TASK:
Please restate the records that follow word for word, omitting any images.

Image point grounding data
◇ ◇ ◇ ◇ ◇
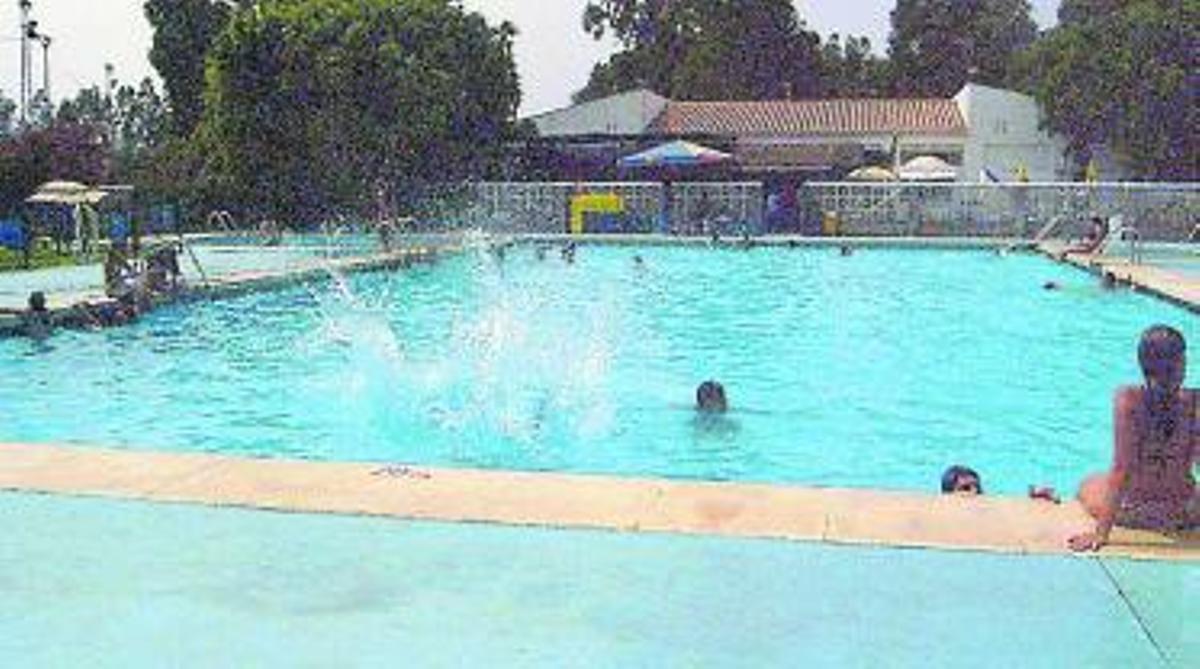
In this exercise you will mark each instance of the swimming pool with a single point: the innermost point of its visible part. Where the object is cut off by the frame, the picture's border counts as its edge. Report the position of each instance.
(871, 371)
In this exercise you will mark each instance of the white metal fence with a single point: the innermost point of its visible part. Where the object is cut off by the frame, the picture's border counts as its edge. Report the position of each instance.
(1159, 211)
(685, 208)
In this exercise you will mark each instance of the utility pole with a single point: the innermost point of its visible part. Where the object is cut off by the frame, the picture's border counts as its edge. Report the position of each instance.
(46, 68)
(25, 5)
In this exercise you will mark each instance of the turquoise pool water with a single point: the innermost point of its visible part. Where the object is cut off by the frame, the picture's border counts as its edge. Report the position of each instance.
(217, 257)
(871, 371)
(95, 583)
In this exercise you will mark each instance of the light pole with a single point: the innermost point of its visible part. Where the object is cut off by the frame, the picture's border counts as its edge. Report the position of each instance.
(46, 67)
(25, 5)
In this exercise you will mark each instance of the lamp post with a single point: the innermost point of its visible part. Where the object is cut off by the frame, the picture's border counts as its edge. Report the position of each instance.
(25, 5)
(46, 67)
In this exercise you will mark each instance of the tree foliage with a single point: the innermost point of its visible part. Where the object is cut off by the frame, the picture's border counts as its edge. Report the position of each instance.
(936, 46)
(705, 49)
(1125, 78)
(313, 106)
(184, 30)
(61, 151)
(850, 70)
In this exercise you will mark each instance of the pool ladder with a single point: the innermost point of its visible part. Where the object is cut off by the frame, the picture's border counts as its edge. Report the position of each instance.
(1126, 233)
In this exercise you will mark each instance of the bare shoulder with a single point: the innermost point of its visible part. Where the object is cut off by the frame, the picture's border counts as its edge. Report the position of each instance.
(1126, 397)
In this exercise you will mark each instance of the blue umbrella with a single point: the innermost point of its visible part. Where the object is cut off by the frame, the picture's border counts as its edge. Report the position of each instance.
(673, 154)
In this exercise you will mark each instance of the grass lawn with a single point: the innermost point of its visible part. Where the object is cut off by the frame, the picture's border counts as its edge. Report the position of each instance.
(43, 257)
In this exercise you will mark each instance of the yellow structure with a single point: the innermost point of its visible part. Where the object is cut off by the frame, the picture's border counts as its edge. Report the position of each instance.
(593, 203)
(831, 224)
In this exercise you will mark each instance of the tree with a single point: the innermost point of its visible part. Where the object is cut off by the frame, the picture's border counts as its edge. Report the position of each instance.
(703, 49)
(184, 30)
(1126, 79)
(936, 46)
(313, 106)
(61, 151)
(1084, 11)
(850, 70)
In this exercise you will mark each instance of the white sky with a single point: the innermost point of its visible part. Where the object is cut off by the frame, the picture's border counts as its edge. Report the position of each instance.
(553, 53)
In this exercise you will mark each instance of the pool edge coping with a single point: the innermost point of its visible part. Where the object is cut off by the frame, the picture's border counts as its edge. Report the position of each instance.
(832, 516)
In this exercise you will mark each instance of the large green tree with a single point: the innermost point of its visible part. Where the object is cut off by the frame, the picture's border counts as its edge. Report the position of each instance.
(1125, 78)
(316, 106)
(849, 68)
(936, 46)
(184, 30)
(703, 49)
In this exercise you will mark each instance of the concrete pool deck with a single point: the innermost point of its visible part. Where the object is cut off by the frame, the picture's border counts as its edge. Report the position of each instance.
(879, 518)
(1173, 287)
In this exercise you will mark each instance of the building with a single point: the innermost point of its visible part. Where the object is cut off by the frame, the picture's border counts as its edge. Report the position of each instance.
(984, 133)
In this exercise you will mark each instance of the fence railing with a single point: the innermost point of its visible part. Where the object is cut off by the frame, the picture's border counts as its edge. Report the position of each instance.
(684, 208)
(1159, 211)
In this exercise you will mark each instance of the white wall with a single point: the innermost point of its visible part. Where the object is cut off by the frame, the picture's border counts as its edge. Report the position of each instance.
(623, 114)
(1003, 134)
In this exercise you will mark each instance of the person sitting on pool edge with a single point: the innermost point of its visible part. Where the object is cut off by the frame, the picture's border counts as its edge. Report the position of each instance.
(1092, 241)
(1157, 428)
(37, 320)
(965, 481)
(711, 398)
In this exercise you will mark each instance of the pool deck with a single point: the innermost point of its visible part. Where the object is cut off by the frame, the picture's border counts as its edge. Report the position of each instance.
(879, 518)
(1173, 287)
(65, 306)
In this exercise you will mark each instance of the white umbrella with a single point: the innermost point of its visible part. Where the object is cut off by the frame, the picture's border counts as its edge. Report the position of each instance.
(66, 192)
(871, 173)
(928, 168)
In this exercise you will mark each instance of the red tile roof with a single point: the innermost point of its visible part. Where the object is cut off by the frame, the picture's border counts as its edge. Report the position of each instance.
(813, 118)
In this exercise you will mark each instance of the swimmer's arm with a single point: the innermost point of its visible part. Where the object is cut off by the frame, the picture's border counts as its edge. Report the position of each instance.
(1125, 438)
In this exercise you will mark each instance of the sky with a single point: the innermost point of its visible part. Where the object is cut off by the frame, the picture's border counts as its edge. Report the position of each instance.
(553, 54)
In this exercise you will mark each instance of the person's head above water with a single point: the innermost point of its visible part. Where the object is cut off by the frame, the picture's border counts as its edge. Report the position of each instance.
(711, 397)
(37, 301)
(959, 478)
(1162, 355)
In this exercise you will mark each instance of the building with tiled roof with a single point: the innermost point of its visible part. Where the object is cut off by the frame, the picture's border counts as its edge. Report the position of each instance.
(979, 131)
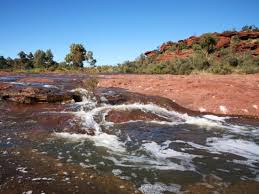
◇ ◇ ◇ ◇ ◇
SOLUTION TO THIS TASK:
In this exercise you will mark each instance of the swimming pool with a single point: the innermost point of its visible part. Where the object is cut off by the frame, the picture's border counts as its edge. Report the position of each instance.
(871, 371)
In this exercise you will mark each instance of the white metal fence with a single point: the innermost point of its visible part. Where the object is cut off by the frame, the picture's border counts as its edge. Report the position of each instance.
(1159, 211)
(685, 208)
In this exercise you will mark each instance of the utility pole with a single point: the innermost point of its visible part. Where the object is cut off by the frame, the picture's border counts as its edge. Report the position of each instance.
(46, 68)
(25, 5)
In this exercise you will mark each instance of the turquoise pool water with a single point: the innermost point of its visible part. Where the object is cut off by the frame, the picture's border counts as its edge. Report the position of each instance.
(217, 257)
(871, 371)
(95, 583)
In this exercise you will mark each instance of the light pole with a single point: the innermost point of its visible part. Where the object is cut off by the frame, the picture's border counts as its edge. Report the position of each instance.
(46, 67)
(25, 5)
In this exercise you will mark each instance of the lamp post with a single point: the innermost point of its visible part. Where the object is cut off by the frame, the picture's border counts as its edge. Report the position of each instance.
(25, 5)
(46, 67)
In this exercise you will mark each instance of the tree foliage with a single point: the innermost point of its visible part. Where the object is cut off by the frame, the picture's border counts as its edge. Report the position of each instance.
(936, 46)
(705, 49)
(1125, 78)
(313, 106)
(184, 30)
(61, 151)
(850, 70)
In this exercise you will mark each instance of the pool ladder with a single point: the innermost point of its visible part. Where the object is cut off by the frame, the picture's border counts as its edge. Report the position of each instance.
(1126, 233)
In this exercise you will mark each instance of the bare shoulder with a single point: the innermost point of its visible part. Where the object is cut off by the frame, the picture's border counts as its edge. Report the position of each instance.
(1126, 397)
In this exercise you will mark each instance of the blue umbrella with a single point: the innermost point of its visible part. Where the object is cut off by the frame, the picture's border counts as its edge. Report the position of each instance.
(673, 154)
In this exercise you will mark each instance of the grass lawn with a single point: the innermost point of its visible part. Where the object is cut off by the frame, the picture's border counts as its edge. Report the position of each instance.
(43, 257)
In this exercise you will mark each instance of the yellow structure with a single point: the innermost point of its visible part. Where the object is cut off by the frame, the picture's border counts as its edge. Report the position of each instance.
(593, 203)
(831, 224)
In this exercise you will mark each instance of the tree with a single point: the innermost point of its visible part. Where the object is cut off by the frame, the picture's border counts as its edge. Report the position of each instance.
(703, 49)
(184, 30)
(1126, 79)
(936, 46)
(313, 106)
(61, 151)
(1084, 11)
(850, 70)
In this exercise you will mark each instance of the white sky with a single point: the innermost point of its visible part. Where the object is cut off by the frame, the picture's border counts as its edge. Report the position of each instance.
(553, 53)
In this exercise you will mark each instance of the pool edge coping with a single point: the innermost point of its visible part. Where the object is cut off by the frame, the picture's border counts as its edge. Report the position of each instance.
(832, 516)
In this exercise you will mark each instance of the large green tree with a single point: the innermost point of its visible part. Where the object is cut off by the frame, the picture's border counts as its edge. Report the position of each instance.
(1125, 78)
(316, 106)
(849, 68)
(936, 46)
(184, 30)
(703, 49)
In this exercise you will mark each instance of the concrete pool deck with a single point: the innermost point of its visible part. Where the object is cut off by the frame, the picture's border counts as its edge. Report the position of each instance.
(879, 518)
(1173, 287)
In this exercise you will mark each instance of the building with a single point: the innermost point of its visible part. Where the object is cut off by the frame, the picture's border counts as its edge. Report the position of each instance.
(984, 133)
In this exercise you will mark each instance of the fence railing with a single point: the innermost point of its visible part. Where the object is cut off by the frame, the picture's border counts as its edge. Report the position of each instance.
(684, 208)
(1159, 211)
In this exercise you will mark each instance of the white wall with a single point: the innermost point of its visible part. Where the object is cut off by the frame, the picture's border counts as its edge. Report the position of each instance.
(623, 114)
(1003, 134)
In this exercise you will mark each instance of the person sitting on pool edge with a single point: the innermost point of its visible part. Where the object is cut off by the frame, the picture's border counts as its edge. Report the position of each instance.
(1092, 241)
(1157, 428)
(37, 320)
(965, 481)
(711, 398)
In this exercise you will mark each instance of the pool deck with a single point: the innermost point of its visible part. Where the object is cut off by the frame, the picture's border counts as its edge. Report the position of each instance.
(879, 518)
(1173, 287)
(65, 306)
In this exercise you will mark each instance of the white umbrella with a single point: the innermost point of its visible part. Where the object is cut off by the frame, the picture's border counts as its edge. Report the position of each instance.
(66, 192)
(871, 173)
(928, 168)
In this exercise you will mark each instance of the red tile roof with a single point: the innermost point of its visible part. Where the object is cut off by the frame, the picture's border counts as its edge. Report the position of each instance.
(813, 118)
In this exercise you will mark each instance of the swimmer's arm with a single point: the innermost point of its visible part. Where the object is cut off by the frame, the picture's border counts as its edge. Report the position of each instance.
(1125, 438)
In this exercise you will mark each instance of the sky with a single point: the innermost point of its visible part. Where the object is cut off by the frame, the picture's border counts as its edge. Report the position of each instance.
(553, 54)
In this exercise you will mark each instance of the person's head above water with a single point: the innermost point of its visible part. Where the object is cut off by the frame, the picture's border counts as its edge. Report the position of each instance.
(711, 397)
(37, 301)
(959, 478)
(1162, 355)
In this exercise you will mark each instance of the building with tiled roof with a single point: the innermost point of its visible part. Where the object is cut off by the frame, the picture's border counts as its edge. Report the position of each instance.
(979, 131)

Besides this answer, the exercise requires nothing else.